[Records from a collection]
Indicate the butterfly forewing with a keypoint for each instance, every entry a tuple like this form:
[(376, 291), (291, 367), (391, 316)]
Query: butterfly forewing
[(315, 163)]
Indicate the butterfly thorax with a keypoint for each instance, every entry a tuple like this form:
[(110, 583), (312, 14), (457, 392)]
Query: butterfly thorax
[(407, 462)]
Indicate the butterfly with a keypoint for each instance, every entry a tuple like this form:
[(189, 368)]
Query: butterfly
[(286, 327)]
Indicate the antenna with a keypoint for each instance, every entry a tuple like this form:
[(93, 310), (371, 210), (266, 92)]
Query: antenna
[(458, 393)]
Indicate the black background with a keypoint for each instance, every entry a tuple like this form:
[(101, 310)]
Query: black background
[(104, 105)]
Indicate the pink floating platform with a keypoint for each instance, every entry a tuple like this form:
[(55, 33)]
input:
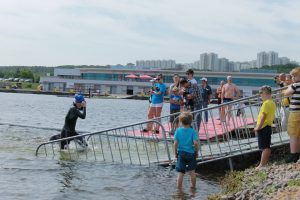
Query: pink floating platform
[(213, 128)]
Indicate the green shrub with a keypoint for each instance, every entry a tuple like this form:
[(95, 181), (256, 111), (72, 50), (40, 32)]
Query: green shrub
[(232, 182)]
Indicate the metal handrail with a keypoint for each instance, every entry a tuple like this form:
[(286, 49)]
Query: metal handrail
[(217, 140)]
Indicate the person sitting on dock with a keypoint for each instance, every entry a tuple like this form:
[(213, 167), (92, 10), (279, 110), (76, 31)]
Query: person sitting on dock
[(70, 123), (186, 149), (263, 127)]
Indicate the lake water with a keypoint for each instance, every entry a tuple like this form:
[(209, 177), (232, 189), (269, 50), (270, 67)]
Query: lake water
[(24, 176)]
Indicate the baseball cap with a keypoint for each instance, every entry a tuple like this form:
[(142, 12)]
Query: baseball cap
[(174, 89), (190, 71)]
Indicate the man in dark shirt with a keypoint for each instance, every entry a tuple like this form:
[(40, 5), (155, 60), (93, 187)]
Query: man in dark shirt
[(70, 122)]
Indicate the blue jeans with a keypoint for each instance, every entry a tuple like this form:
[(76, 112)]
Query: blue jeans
[(204, 105)]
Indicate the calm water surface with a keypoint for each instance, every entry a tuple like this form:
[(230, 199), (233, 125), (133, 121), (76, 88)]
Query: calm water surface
[(24, 176)]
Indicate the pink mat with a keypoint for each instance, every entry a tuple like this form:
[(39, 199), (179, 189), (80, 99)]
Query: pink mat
[(213, 128)]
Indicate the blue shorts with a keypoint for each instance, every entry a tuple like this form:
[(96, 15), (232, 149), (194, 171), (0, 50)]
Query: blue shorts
[(186, 162)]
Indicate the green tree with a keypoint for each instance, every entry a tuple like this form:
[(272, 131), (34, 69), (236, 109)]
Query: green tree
[(26, 73)]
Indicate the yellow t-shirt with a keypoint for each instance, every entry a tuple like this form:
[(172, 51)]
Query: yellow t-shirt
[(268, 107), (285, 101)]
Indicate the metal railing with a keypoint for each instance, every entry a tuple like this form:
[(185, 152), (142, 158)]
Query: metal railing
[(127, 145), (226, 134)]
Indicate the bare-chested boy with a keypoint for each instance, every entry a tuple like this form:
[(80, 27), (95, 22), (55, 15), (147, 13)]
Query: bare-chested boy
[(229, 93)]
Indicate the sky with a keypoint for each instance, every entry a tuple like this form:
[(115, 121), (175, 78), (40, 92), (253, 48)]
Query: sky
[(101, 32)]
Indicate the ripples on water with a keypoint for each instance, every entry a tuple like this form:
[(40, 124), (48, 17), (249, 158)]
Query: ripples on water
[(23, 176)]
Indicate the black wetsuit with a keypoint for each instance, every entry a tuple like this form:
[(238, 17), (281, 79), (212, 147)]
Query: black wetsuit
[(70, 124)]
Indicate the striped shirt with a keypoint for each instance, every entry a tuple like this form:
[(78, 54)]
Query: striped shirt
[(295, 99)]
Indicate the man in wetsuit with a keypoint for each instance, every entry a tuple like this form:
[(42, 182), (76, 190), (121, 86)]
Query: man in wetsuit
[(70, 122)]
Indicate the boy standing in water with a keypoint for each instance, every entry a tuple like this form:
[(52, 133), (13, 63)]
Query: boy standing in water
[(175, 103), (70, 123), (263, 126), (186, 149)]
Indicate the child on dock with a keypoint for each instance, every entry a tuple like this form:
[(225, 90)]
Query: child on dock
[(263, 126), (186, 149), (175, 103)]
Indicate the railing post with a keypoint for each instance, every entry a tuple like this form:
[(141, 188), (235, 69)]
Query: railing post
[(230, 164)]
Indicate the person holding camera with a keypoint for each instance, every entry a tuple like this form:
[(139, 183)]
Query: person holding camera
[(70, 123), (157, 92)]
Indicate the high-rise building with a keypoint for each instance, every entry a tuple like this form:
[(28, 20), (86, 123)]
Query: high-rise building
[(223, 65), (209, 61), (267, 59), (262, 59), (213, 62), (237, 66), (204, 61), (272, 58), (284, 60), (158, 64)]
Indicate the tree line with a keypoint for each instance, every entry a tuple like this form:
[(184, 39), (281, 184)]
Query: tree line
[(35, 72)]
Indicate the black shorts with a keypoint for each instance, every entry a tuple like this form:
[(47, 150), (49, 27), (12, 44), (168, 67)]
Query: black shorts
[(173, 117), (264, 137)]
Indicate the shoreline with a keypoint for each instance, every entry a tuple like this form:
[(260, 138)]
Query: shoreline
[(275, 181)]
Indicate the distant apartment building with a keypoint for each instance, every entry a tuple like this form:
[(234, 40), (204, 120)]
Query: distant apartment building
[(223, 65), (267, 58), (253, 63), (262, 59), (272, 58), (209, 61), (204, 61), (284, 60), (156, 64), (237, 66)]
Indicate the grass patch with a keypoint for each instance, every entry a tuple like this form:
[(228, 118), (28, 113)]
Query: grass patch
[(232, 182), (214, 197), (269, 189), (295, 182), (256, 179)]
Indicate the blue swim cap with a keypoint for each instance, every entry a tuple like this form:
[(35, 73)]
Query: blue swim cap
[(79, 98)]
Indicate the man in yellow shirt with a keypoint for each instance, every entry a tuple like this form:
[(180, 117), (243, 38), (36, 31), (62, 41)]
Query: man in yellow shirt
[(263, 126)]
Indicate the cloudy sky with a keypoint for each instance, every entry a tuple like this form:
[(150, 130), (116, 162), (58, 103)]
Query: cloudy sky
[(92, 32)]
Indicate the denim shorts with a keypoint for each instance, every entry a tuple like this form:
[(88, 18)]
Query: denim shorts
[(186, 162), (264, 137)]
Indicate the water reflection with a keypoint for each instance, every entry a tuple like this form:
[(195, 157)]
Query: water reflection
[(180, 194), (68, 173)]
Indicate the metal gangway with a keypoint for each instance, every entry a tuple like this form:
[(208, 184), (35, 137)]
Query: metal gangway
[(223, 136)]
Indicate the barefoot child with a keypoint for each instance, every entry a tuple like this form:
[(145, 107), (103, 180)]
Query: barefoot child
[(263, 126), (175, 103), (186, 149)]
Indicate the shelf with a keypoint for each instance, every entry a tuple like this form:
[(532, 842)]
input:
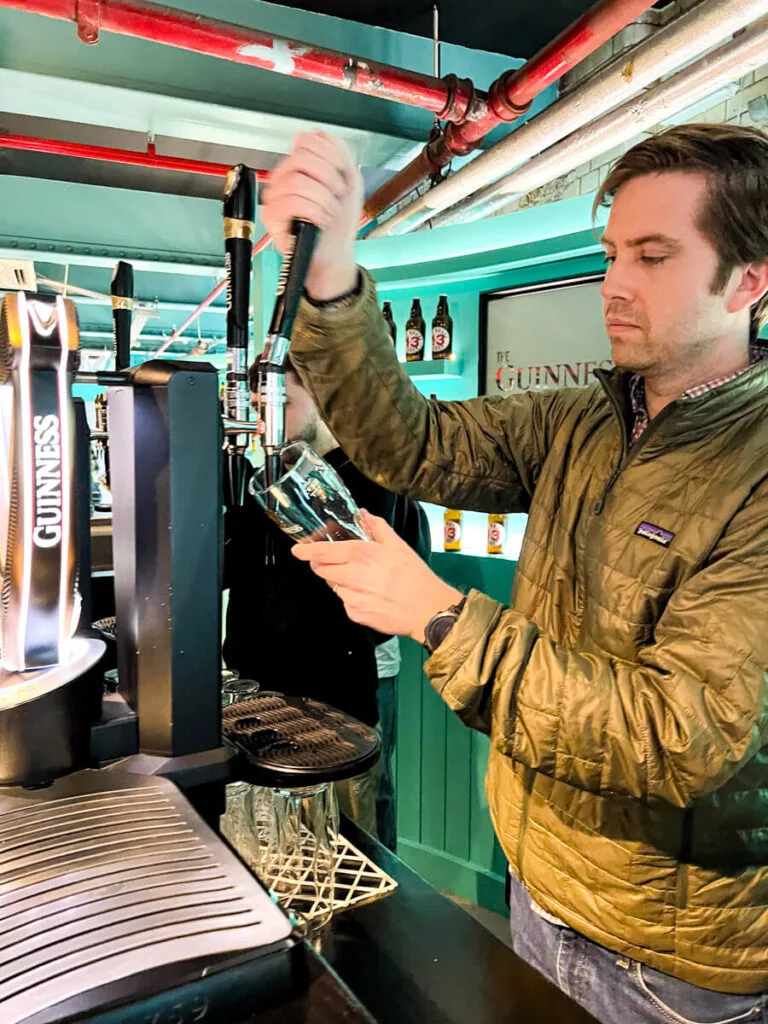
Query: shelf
[(427, 369)]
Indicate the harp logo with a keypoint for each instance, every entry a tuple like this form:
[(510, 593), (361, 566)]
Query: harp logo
[(47, 531)]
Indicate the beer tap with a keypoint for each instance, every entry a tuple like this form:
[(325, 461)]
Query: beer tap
[(122, 312), (240, 202), (272, 359), (122, 316)]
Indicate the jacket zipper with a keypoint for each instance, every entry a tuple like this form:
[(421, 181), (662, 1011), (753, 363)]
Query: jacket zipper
[(629, 454)]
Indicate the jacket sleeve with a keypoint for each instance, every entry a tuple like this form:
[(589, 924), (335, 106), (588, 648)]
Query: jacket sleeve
[(675, 725), (484, 454)]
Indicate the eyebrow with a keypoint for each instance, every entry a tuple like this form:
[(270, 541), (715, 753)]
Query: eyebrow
[(644, 240)]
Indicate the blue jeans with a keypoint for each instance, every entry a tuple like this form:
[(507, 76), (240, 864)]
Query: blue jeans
[(613, 988)]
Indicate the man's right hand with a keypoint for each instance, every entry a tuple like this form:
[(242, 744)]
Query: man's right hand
[(320, 182)]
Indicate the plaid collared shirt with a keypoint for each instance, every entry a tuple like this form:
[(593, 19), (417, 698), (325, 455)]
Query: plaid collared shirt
[(641, 420)]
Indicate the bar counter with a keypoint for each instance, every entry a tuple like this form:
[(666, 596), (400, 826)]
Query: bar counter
[(416, 957)]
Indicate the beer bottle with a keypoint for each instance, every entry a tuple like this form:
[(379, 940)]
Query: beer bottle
[(497, 534), (442, 332), (386, 311), (452, 530), (415, 333)]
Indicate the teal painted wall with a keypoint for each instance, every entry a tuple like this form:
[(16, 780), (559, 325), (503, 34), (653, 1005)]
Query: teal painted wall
[(443, 826)]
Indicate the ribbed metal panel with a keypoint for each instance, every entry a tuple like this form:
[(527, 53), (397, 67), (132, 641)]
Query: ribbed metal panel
[(105, 876)]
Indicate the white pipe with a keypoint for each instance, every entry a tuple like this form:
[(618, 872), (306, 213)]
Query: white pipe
[(691, 34)]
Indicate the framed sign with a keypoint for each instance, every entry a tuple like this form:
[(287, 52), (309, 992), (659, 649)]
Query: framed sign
[(543, 336)]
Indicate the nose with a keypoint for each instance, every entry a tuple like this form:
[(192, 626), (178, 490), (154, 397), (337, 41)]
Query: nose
[(617, 284)]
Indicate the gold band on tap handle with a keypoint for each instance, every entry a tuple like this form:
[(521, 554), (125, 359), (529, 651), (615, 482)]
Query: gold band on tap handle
[(239, 228)]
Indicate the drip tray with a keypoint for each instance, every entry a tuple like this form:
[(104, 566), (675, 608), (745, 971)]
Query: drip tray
[(112, 891)]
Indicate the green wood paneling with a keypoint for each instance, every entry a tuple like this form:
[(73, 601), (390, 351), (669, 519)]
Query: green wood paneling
[(443, 827)]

■ REQUIRED WORK ■
Now transcribe the lines above exactly, starting at the line containing "Query: water reflection" and ending at the line containing "[(510, 593), (361, 566)]", both lines included, pictures excluded.

■ TASK RESULT ■
Query: water reflection
[(180, 194), (68, 173)]
Indicate the metal gangway with a keypoint for each instance, every entry a tuple like this form:
[(208, 184), (35, 137)]
Query: metal gangway
[(223, 136)]
Indicate the barefoot child with a keypoint for each instance, every entry a tuple like this form:
[(145, 107), (103, 180)]
Query: barefoot child
[(263, 126), (175, 103), (186, 149)]
Indicate the shelf with a keypoint for each instance, every entry a tuple like this form:
[(532, 842)]
input:
Query: shelf
[(427, 369)]
Indicate the harp logo with a keypoint for each instance, every entry a tuple like this form:
[(510, 593), (361, 566)]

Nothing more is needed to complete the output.